__Extrait du document__.
Mardi 11 octobre, le conseil municipal tenait séance. Le premier sujet abordé après les formalités usuelles était intitulé « Plan municipal de sobriété ». La note de présentation a été lue par le maire.
Le sujet était à l’ordre du jour en raison de la forte augmentation attendue des prix de l’énergie (gaz et électricité) qui pourrait coûter plus d’un million d’euros supplémentaires à la ville en 2023. Mais il s’inscrivait aussi dans les diverses démarches menées depuis plusieurs années pour réduire la consommation des énergies fossiles responsables des émissions de gaz à effet de serre.
Dans la suite de cet article, on fera une distinction classique, mais qui n’a pas été faite formellement dans le débat au conseil. Trois méthodes peuvent en effet être utilisées pour réduire la consommation d’énergies fossiles.
La première est la substitution, consistant à remplacer une énergie fossile (pétrole, charbon, gaz) par une énergie bas carbone (hydraulique, éolienne, nucléaire, solaire, géothermique). La deuxième consiste à améliorer l’efficacité énergétique (par exemple en isolant un bâtiment ou avec un procédé plus performant). La troisième est la sobriété consistant se passer d’un service (je voyage moins) ou à diminuant sa qualité (je chauffe moins fort, je roule moins vite…).
Le titre de l’ordre du jour faisait allusion au troisième levier, mais d’autres ont été évoqués. Ce choix peut s’expliquer, car un changement de comportement(donc la sobriété) peut se faire (au moins en théorie) de manière instantanée, alors que substitution et efficacité énergétique passent généralement par des investissements et donc des délais.

__Exercice proposé__. Relevez toutes les énergies bas carbone citées dans l'extrait sur le plan municipal de sobriété. Les données qui suivent n'ont aucun rapport avec l'extrait.

__Données fournies__.
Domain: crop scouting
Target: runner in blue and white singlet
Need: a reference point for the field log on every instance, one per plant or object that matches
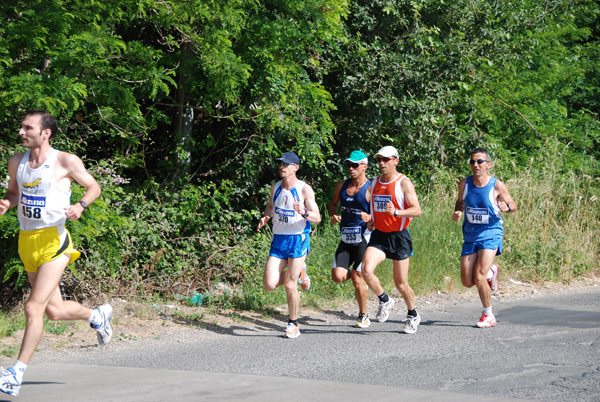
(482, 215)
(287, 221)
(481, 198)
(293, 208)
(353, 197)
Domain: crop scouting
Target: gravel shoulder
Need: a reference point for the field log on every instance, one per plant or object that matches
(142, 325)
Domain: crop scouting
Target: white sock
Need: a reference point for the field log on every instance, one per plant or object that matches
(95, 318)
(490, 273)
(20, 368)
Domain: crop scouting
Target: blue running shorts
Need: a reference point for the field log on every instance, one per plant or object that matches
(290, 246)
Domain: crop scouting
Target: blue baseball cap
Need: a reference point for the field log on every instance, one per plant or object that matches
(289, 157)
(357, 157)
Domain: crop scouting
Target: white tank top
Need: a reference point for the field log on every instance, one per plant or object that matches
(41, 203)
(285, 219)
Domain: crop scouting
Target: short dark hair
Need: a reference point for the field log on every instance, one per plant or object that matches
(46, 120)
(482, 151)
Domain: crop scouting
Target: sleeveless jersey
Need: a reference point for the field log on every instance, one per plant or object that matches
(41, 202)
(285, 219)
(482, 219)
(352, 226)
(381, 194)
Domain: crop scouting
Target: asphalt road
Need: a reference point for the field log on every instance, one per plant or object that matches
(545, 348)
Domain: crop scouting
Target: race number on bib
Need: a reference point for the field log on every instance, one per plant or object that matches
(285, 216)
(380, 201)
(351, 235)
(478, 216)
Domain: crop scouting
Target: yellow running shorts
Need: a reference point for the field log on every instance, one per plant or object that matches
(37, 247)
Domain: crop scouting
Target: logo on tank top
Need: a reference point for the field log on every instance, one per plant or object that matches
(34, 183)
---
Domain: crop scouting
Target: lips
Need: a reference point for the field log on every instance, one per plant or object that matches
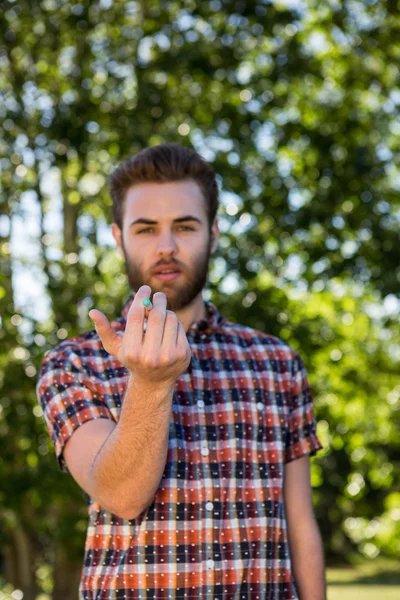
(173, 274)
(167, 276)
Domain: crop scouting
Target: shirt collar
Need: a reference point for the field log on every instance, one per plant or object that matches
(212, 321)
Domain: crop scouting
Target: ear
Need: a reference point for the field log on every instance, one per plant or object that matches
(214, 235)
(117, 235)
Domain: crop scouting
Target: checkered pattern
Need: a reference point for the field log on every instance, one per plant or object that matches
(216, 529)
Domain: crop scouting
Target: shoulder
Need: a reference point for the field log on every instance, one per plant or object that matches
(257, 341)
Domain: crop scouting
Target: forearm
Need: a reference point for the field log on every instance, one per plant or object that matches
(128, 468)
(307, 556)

__Solution de l'exercice__. Hydraulique, éolienne, nucléaire, solaire, géothermique.